◆ 短い課題 1: エントリのうち、「the sky, farthest」を含む行から「[(822, 74)]」を含む行まで（両端を含む）を、「番号」と「エントリ」の2列からなるMarkdownの表に整えてください。行番号を「番号」列に入れ、空行は除きます。

◆ 本文抜粋:

>>

年明け早々、急ぎの連絡があってSくんの携帯に<直接>電話したら・・・
驚かれてしまったようです。
そういえば、家族でも友人でも、メールで済ますことが多くなった。

2001年に、ある雑誌の依頼で書いた「IT時代のことばのゆくえ」。
かなり長文ですので、冒頭と結末のあたりだけ引用します。
この年のはじめには、いくつかの会場で「荒れる成人式」がニュースに。
そして、式の最中に「携帯をいじっている新成人」が目立ちました。

  21世紀になっても、成人式はちゃんと存在していた。20世紀とまるで同じ
 式次第のままに。しかし主催者の意図せぬかたちで時代は顕れた。(略)
  最低限のルールを守れないのならそもそも「成人式」などに来るな、という
 モラルの問題、おとなたちの正論はひとまず措くとする。それは結論としての
 出口ではありえても入口の扉を開かない。私たちの時代にはこうではなかった
 というのなら、私たちの時代にも自治体の首長や政治家たちの祝辞は退屈きわ
 まりなく、胸のうちで舌打ちをしていたあの日の気分を思い出しておいたほう
 がいい。これは、どっちもどっちもの茶番劇だともいえる。

  いうまでもないことだが、時代にはいつも光と影がある。いまの若い企業人
 たちもことしの成人式の出席者も「たいせつだと思うもの」のアンケートをと
 れば、社会的役割とか志のような項目よりも、恋人や家族、友だちなどを上位
 に押し上げる。そこには失われたものもあるかわりに獲得されたものもあるだ
 ろう。それは先行世代の経済主義の行き詰まりや挫折に学んだ人間性の回復だ
 ともいえる。それはよいことに違いない。
  影の部分はやはり、目先のことしか生きている世界として見えない閉塞感、
 目先のことにしかかかわれない徒労感、などがあるだろう。この世界はモノや
 コトが充満してきているようで、しかし虚しさもまた増大している。IT社会
 もまた、この光と影にかかわっていると思う。どこでもコミュニケーションが
 とれることは人間の絆を助けるだろう。しかし企業でも教育の現場でも、その
 空虚さを埋めるだけの、ただそれだけのたわいのない「電子のおしゃべり」が
 増殖している。

<<

◆ 短い課題 2: 本文抜粋の内容を2文で要約してください。

[位置特定のエントリ]
>>

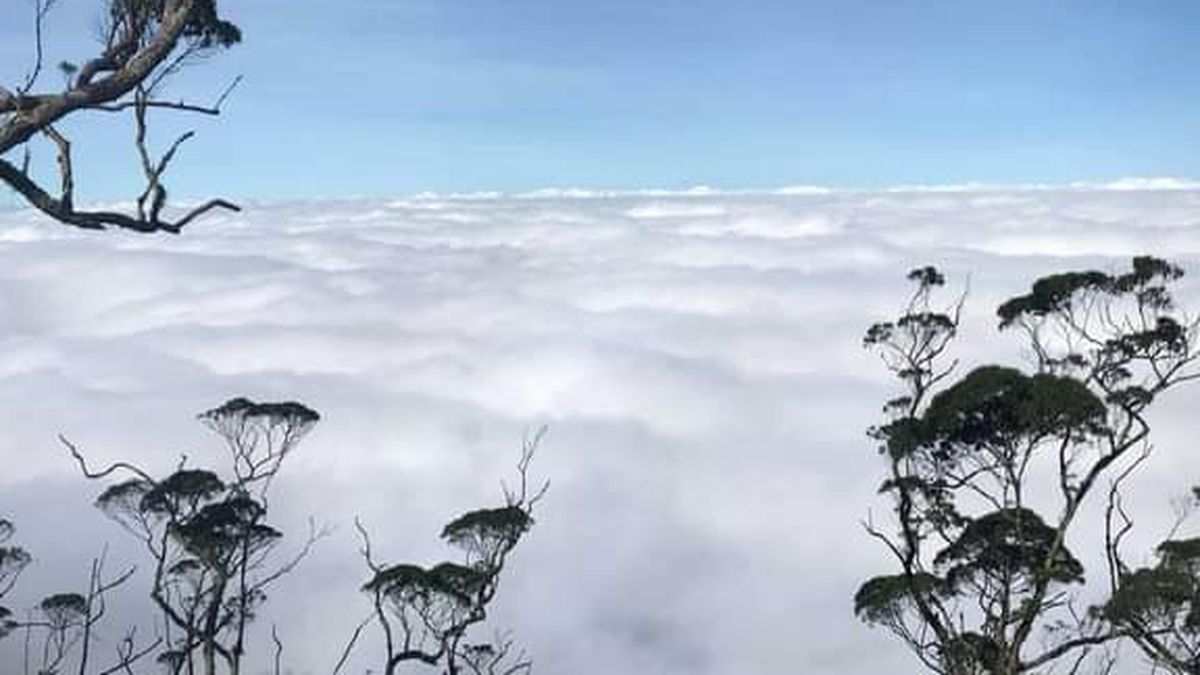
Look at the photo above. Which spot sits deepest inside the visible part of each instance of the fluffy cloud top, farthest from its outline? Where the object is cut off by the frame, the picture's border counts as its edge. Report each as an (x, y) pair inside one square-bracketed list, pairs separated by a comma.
[(696, 357)]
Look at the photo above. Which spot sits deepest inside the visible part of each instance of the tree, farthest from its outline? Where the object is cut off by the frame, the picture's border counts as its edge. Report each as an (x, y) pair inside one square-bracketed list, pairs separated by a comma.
[(214, 557), (208, 536), (1158, 605), (12, 561), (425, 614), (144, 43), (987, 473)]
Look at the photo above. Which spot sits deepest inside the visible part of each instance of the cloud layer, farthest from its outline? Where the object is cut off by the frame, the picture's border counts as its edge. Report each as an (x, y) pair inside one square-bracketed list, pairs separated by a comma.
[(696, 357)]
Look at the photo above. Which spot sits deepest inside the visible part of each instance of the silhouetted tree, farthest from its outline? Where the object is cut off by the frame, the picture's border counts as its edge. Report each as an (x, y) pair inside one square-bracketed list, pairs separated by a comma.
[(208, 537), (143, 43), (987, 473), (12, 561), (425, 613), (1158, 605)]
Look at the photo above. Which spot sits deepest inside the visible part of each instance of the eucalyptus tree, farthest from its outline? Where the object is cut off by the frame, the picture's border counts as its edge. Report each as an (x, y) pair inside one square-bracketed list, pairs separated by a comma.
[(425, 613), (207, 535), (143, 42), (1158, 605), (13, 561), (988, 471)]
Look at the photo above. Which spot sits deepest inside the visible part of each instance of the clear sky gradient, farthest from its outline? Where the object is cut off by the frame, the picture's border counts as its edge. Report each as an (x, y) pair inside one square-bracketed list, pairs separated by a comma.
[(345, 97)]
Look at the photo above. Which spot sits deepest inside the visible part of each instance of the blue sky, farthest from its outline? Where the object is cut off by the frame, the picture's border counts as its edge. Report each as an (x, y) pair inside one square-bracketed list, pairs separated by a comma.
[(394, 96)]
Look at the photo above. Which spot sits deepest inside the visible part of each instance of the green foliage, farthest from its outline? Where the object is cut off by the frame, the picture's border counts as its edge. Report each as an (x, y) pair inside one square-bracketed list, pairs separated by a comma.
[(1007, 543), (886, 598), (241, 408), (985, 585), (204, 29), (1001, 407), (63, 610), (1063, 292)]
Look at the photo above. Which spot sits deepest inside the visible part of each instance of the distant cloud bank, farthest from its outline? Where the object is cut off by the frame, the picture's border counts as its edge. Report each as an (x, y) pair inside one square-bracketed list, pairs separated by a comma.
[(695, 353)]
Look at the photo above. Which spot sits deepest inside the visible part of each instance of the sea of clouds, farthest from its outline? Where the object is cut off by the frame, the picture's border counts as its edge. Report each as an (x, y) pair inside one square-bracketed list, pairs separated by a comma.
[(696, 357)]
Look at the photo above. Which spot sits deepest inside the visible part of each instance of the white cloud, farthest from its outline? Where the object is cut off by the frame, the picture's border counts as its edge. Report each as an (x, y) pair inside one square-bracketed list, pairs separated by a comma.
[(695, 353)]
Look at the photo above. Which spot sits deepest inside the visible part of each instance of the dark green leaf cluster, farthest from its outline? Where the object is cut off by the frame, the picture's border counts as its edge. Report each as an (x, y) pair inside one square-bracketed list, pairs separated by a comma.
[(1008, 543), (1000, 406), (448, 581), (1167, 595), (63, 610), (222, 533), (885, 598), (1057, 293), (504, 524), (241, 408), (204, 29)]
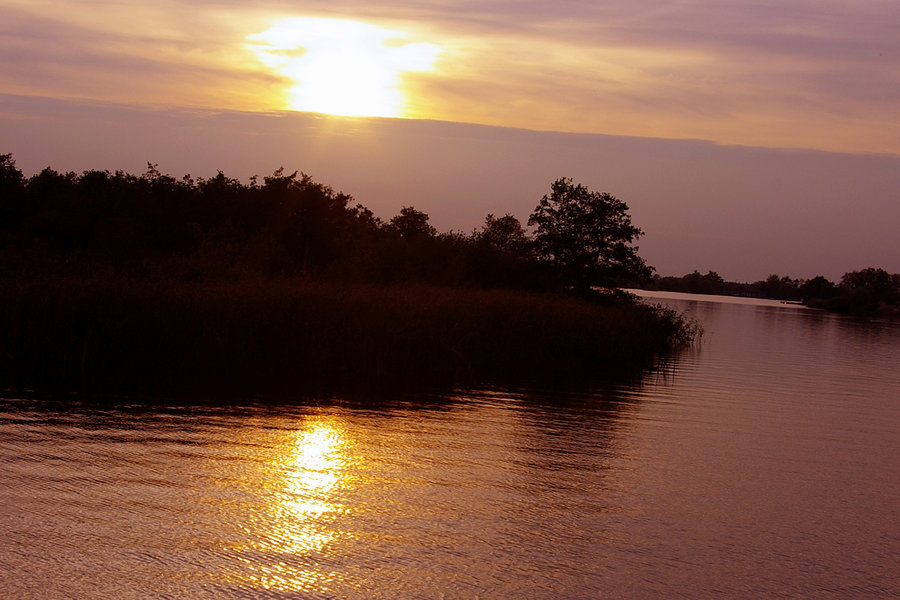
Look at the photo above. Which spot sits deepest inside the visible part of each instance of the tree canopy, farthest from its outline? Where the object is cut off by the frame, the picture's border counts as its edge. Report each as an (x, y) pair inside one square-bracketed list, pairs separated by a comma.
[(588, 235)]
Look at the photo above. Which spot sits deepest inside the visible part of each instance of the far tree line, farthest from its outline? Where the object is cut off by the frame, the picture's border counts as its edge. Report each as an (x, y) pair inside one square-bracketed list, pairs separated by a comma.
[(115, 224), (865, 292)]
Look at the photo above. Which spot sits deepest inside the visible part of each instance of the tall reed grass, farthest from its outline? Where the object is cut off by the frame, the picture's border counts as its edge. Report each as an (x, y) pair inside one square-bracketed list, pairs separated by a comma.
[(263, 335)]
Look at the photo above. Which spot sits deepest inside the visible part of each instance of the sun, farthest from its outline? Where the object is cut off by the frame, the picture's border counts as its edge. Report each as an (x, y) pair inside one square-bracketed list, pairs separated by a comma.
[(342, 67)]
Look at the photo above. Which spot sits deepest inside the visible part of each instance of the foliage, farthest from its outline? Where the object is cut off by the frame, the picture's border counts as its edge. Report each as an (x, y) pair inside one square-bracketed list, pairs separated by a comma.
[(588, 236)]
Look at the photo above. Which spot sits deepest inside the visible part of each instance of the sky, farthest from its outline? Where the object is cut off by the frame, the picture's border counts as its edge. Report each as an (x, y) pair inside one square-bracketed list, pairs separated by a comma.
[(748, 138)]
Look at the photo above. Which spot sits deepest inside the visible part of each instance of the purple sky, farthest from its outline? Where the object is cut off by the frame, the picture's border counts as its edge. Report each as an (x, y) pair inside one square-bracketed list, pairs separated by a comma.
[(747, 138)]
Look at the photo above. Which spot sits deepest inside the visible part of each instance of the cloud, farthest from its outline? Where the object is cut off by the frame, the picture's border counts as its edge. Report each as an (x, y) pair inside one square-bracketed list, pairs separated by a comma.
[(822, 74)]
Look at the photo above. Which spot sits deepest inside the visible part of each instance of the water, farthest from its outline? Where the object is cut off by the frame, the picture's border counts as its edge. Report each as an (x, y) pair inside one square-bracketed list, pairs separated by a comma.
[(762, 464)]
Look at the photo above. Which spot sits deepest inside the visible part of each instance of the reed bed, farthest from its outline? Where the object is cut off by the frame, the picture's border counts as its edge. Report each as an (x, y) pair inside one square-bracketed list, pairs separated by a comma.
[(263, 335)]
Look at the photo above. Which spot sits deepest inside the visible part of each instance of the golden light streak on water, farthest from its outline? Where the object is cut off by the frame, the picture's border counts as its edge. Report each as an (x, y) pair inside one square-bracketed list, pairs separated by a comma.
[(304, 473)]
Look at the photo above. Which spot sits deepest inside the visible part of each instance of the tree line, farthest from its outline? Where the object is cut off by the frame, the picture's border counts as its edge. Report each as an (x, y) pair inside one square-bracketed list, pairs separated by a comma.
[(866, 292), (102, 223)]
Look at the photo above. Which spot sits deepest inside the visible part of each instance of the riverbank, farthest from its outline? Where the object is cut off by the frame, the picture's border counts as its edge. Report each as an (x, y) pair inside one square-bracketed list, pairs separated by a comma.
[(276, 335)]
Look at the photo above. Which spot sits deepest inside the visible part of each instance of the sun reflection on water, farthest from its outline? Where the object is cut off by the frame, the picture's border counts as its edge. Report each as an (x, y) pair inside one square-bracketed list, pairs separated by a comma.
[(294, 530)]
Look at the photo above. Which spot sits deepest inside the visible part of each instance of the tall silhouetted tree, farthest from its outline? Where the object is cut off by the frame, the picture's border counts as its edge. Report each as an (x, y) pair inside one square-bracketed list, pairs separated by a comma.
[(588, 236), (412, 224), (505, 233)]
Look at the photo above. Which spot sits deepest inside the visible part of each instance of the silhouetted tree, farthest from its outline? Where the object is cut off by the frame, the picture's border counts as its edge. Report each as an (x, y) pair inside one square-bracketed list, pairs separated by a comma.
[(412, 224), (588, 236), (818, 287), (505, 233)]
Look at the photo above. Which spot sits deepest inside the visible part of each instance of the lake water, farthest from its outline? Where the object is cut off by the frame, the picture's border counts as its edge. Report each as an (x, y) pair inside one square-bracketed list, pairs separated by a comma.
[(764, 463)]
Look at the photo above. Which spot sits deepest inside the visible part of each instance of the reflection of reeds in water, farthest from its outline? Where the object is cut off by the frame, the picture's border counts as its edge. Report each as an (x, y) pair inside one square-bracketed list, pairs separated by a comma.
[(284, 335)]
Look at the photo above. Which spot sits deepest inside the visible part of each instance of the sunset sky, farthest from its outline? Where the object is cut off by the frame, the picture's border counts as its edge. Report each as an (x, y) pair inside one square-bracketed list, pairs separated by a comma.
[(748, 137)]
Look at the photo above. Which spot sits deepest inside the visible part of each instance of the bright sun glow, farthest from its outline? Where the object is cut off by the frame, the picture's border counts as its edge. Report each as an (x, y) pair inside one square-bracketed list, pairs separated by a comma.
[(342, 67)]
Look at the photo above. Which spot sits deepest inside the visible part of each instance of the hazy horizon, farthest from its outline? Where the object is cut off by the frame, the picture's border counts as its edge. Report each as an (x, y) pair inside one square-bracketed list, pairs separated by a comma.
[(743, 212), (748, 139)]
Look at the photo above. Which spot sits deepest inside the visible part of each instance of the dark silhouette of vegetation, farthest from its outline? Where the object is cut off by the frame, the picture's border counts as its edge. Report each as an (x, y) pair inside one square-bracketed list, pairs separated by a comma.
[(115, 281), (870, 292), (587, 236)]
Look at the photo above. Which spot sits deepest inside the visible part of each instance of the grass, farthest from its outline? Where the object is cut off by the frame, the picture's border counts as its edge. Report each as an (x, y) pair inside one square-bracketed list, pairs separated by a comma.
[(262, 335)]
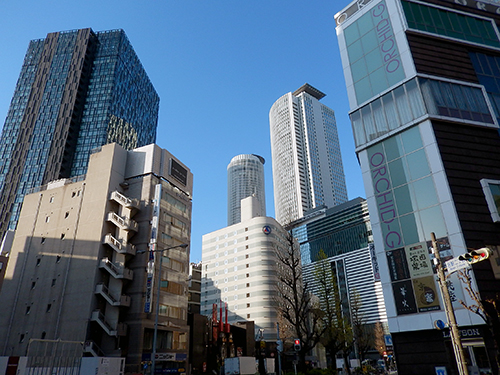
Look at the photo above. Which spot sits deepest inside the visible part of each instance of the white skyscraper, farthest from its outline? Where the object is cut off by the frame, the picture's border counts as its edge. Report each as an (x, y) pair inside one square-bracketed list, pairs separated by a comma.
[(239, 268), (245, 177), (307, 165)]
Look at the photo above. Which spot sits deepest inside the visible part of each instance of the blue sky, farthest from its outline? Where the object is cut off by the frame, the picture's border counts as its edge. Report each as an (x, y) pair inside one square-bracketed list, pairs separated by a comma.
[(218, 67)]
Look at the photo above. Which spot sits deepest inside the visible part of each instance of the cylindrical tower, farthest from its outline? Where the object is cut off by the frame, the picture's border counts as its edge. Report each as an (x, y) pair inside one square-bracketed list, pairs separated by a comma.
[(245, 177)]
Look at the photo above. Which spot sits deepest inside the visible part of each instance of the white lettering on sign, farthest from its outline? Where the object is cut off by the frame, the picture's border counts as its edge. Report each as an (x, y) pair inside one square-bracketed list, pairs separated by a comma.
[(387, 43)]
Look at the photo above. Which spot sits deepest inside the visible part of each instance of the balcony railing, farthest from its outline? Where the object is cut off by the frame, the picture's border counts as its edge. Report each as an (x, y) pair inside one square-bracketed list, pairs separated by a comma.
[(118, 272), (118, 246), (124, 223), (103, 290), (125, 201)]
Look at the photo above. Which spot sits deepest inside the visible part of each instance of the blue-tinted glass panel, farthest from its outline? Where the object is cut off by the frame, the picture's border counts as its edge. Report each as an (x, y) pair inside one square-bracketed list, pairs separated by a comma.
[(459, 26), (411, 139), (399, 172), (404, 200), (417, 164), (425, 193)]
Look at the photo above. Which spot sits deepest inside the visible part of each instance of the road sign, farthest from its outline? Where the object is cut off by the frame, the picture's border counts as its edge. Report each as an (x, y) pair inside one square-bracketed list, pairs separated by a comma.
[(455, 264)]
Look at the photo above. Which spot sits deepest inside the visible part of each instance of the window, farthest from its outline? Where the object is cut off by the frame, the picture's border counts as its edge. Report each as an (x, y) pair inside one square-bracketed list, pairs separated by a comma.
[(491, 190)]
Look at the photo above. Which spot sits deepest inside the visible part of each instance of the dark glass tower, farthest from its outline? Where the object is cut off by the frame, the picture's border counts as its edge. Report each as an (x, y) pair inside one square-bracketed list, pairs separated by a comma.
[(77, 90)]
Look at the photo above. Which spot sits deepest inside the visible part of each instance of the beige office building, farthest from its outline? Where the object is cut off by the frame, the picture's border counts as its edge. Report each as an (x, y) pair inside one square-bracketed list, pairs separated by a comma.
[(78, 270)]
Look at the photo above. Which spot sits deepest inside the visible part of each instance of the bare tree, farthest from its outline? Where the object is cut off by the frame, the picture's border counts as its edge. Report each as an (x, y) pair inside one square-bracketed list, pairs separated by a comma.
[(487, 309), (294, 301), (338, 333), (362, 332), (379, 340)]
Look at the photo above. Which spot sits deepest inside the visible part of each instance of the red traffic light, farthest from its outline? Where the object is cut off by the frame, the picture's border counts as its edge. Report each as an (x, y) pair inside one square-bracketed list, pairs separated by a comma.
[(296, 345)]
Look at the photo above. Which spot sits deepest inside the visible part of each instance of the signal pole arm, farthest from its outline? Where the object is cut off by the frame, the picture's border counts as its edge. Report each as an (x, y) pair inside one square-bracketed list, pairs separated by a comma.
[(450, 314)]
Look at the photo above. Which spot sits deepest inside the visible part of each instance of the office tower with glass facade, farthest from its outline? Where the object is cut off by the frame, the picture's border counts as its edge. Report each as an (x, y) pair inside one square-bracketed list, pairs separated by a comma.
[(245, 177), (307, 165), (343, 233), (422, 80), (77, 90)]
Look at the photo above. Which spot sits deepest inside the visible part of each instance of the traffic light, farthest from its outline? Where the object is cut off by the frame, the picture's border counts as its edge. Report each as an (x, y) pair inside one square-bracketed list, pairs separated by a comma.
[(296, 345), (279, 345), (475, 256)]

<<

◆ 最終結果 1:
| 番号 | エントリ |
|---|---|
| 1 | Look at the photo above. Which spot sits deepest inside the visible part of each instance of the sky, farthest from its outline? Where the object is cut off by the frame, the picture's border counts as its edge. Report each as an (x, y) pair inside one square-bracketed list, pairs separated by a comma. |
| 2 | [(748, 138)] |
| 3 | Look at the photo above. Which spot sits deepest inside the visible part of each instance of the purple sky, farthest from its outline? Where the object is cut off by the frame, the picture's border counts as its edge. Report each as an (x, y) pair inside one square-bracketed list, pairs separated by a comma. |
| 4 | [(747, 138)] |
| 5 | Look at the photo above. Which spot sits deepest inside the visible part of each instance of the cloud, farthest from its outline? Where the object is cut off by the frame, the picture's border counts as its edge. Report each as an (x, y) pair inside one square-bracketed list, pairs separated by a comma. |
| 6 | [(822, 74)] |

◆ 最終結果 2: 筆者は年明けにSくんの携帯に直接電話して驚かれ、家族や友人ともメールで済ますことが多くなったと述べたうえで、2001年に雑誌の依頼で書いた「IT時代のことばのゆくえ」の冒頭と結末のあたりを引用している。その引用では、成人式に触れつつ時代には光と影があるとし、どこでもコミュニケーションがとれることは人間の絆を助ける一方で、空虚さを埋めるだけの「電子のおしゃべり」が増殖していると指摘している。